* [STATED TASK]: Emit only the lines from the line containing "the train window" through the last line of the entries, unchanged.

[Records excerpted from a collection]
------------------------------------------------------------------------
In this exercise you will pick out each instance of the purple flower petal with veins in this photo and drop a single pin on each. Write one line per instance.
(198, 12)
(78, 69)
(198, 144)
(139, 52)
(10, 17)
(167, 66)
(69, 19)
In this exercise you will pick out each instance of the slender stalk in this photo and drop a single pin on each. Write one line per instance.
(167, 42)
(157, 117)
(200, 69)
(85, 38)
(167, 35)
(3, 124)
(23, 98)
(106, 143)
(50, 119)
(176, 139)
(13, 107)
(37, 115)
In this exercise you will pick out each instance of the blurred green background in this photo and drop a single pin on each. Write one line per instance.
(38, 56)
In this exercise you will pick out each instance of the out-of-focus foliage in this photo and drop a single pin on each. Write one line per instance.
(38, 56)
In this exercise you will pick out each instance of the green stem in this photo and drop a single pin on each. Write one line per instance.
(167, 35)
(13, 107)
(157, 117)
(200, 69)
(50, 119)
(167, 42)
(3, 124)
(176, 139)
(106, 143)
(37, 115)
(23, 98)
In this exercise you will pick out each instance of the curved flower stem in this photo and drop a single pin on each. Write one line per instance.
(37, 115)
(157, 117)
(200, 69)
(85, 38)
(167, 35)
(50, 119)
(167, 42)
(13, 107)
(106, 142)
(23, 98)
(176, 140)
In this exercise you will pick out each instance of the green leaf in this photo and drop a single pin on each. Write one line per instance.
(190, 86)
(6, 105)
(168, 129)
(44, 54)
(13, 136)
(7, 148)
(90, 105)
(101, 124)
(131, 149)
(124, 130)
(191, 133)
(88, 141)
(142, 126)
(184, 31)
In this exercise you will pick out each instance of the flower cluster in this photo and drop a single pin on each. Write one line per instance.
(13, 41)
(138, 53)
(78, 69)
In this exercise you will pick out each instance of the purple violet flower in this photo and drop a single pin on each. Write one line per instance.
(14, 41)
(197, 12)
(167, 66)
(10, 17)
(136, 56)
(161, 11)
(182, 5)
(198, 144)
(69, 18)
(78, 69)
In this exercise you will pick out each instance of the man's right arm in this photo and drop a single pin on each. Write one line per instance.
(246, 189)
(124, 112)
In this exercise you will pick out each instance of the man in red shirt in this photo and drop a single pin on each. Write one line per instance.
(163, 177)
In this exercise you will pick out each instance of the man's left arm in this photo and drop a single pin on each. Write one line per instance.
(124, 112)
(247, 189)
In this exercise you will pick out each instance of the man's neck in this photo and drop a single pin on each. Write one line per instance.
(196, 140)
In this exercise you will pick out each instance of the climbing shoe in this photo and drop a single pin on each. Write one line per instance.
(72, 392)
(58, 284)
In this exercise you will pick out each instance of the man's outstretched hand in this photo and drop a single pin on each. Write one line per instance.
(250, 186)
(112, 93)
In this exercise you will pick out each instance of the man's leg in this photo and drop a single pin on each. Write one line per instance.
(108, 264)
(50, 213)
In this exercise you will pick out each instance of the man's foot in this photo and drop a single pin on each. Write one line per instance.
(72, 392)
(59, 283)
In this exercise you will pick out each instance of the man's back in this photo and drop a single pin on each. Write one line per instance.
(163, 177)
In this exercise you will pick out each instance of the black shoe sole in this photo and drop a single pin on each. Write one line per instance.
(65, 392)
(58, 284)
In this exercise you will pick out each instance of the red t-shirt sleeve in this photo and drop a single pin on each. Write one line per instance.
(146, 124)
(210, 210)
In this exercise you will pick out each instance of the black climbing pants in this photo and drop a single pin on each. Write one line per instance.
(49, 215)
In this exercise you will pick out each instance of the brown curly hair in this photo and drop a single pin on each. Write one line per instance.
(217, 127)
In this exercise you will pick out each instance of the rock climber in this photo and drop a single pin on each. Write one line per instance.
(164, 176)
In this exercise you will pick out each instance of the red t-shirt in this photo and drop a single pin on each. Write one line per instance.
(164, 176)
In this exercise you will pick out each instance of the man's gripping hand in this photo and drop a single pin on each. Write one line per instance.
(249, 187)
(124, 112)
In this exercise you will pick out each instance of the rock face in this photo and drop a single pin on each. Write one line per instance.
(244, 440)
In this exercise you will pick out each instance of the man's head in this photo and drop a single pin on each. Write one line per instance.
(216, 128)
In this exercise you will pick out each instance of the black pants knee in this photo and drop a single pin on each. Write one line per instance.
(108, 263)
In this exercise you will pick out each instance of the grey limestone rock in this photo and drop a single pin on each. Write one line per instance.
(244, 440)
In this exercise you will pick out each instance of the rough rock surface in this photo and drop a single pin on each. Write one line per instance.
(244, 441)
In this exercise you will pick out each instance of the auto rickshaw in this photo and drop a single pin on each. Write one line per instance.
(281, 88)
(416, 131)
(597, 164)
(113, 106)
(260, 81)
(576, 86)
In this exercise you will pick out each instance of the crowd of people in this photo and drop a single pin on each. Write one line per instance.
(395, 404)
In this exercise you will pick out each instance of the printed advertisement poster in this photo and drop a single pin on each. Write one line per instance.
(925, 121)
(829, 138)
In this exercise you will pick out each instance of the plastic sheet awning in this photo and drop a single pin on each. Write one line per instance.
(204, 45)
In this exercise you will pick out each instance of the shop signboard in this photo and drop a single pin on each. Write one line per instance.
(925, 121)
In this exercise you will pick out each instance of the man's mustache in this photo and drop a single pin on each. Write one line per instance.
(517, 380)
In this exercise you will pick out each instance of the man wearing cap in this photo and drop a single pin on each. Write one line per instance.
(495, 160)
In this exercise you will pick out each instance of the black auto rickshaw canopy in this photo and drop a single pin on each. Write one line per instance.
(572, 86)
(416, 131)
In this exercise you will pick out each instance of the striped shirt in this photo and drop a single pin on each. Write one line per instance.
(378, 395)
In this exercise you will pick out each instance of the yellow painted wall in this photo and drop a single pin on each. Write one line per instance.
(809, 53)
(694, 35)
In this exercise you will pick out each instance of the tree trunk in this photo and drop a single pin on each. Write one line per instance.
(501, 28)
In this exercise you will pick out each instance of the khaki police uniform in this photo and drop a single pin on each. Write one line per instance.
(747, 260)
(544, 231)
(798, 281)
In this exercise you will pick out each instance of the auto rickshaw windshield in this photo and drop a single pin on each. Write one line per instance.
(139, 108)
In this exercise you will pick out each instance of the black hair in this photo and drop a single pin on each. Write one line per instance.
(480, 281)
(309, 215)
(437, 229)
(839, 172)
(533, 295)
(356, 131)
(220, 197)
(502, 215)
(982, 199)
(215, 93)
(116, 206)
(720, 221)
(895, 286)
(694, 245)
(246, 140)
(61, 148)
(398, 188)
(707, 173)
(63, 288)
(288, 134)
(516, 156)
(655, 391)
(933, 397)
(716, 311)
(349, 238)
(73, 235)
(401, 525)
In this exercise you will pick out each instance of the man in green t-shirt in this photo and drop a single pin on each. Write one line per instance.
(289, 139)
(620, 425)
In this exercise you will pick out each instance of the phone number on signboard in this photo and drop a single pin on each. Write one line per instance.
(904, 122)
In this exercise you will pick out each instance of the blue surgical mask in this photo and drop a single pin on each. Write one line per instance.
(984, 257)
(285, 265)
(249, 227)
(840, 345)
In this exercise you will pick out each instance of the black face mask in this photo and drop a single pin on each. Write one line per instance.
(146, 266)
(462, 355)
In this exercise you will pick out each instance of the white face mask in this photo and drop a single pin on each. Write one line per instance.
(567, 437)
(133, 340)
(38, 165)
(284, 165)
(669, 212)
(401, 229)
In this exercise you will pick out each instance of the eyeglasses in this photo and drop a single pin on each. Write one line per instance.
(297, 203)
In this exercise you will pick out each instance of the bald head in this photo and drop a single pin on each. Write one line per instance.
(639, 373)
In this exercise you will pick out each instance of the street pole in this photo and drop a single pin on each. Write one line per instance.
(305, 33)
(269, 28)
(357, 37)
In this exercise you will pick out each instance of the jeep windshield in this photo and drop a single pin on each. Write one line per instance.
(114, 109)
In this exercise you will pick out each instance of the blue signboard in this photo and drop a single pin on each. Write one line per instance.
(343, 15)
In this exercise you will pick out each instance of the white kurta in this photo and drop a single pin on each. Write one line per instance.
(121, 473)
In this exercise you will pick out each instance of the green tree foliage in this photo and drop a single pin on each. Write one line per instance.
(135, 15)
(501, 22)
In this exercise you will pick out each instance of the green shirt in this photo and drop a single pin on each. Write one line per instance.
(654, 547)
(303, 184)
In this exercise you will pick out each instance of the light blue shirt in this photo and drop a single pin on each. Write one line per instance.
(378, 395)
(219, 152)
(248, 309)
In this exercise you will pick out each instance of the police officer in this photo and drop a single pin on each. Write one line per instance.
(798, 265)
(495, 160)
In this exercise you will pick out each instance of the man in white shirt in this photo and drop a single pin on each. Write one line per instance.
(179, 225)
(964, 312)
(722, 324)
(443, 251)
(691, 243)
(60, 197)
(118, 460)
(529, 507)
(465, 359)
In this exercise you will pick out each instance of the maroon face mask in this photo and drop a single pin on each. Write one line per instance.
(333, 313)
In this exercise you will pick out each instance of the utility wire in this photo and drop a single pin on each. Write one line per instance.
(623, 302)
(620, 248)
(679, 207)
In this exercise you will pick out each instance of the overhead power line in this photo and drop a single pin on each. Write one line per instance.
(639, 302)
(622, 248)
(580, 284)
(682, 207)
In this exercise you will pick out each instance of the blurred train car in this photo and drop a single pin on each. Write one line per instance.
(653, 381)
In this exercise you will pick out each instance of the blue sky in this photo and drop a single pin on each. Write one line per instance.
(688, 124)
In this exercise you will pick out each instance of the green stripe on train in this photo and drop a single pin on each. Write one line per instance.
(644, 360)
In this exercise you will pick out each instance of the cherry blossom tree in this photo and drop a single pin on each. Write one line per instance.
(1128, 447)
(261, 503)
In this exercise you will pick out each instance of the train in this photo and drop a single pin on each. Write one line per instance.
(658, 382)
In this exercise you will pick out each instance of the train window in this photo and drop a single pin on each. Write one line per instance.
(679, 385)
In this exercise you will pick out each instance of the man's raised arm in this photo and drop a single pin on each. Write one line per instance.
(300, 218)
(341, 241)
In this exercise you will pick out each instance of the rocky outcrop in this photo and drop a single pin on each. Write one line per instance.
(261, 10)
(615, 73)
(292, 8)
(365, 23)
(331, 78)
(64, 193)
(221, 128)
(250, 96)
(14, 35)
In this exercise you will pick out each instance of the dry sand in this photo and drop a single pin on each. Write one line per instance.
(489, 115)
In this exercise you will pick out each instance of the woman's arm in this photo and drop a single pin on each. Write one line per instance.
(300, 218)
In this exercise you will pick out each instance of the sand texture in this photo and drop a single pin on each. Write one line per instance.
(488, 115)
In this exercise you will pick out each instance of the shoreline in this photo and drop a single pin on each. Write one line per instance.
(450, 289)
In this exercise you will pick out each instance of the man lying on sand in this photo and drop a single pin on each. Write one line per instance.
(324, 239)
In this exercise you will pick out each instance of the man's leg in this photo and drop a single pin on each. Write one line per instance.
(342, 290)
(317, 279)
------------------------------------------------------------------------
* [CORRECT RESPONSE]:
In this exercise you will pick out each instance of the train window in this photo and drop a single pin on each. Write one line per instance.
(679, 385)
In this exercise you will pick out each instance of the man's raised arm in this photo and drop a single pin on each. Write one line per instance.
(300, 218)
(341, 241)
In this exercise you will pick out each instance of the rocky outcrop in this photo and drop a single pin on each. Write one line per instance.
(261, 10)
(615, 73)
(292, 8)
(365, 23)
(331, 78)
(64, 193)
(221, 128)
(250, 96)
(14, 35)
In this exercise you will pick out each instance of the dry sand in this photo and drop a single pin on each. Write one line per instance.
(489, 115)
In this exercise you will pick out each instance of the woman's arm in this photo and drop a single pin on each. Write one line per instance.
(300, 218)
In this exercise you will pick out each instance of the sand texture in this photo and drop a single pin on each. Write one line per instance.
(488, 115)
In this exercise you will pick out each instance of the shoreline in this photo and drop a single pin on each. Write one line per instance.
(450, 289)
In this exercise you will pick out each instance of the man lying on sand in this photo and drop a single pin on each. Write one line per instance.
(324, 239)
In this exercise you will pick out each instance of the man's leg in this photo and drop a single pin on each. Write one line per instance.
(342, 290)
(317, 279)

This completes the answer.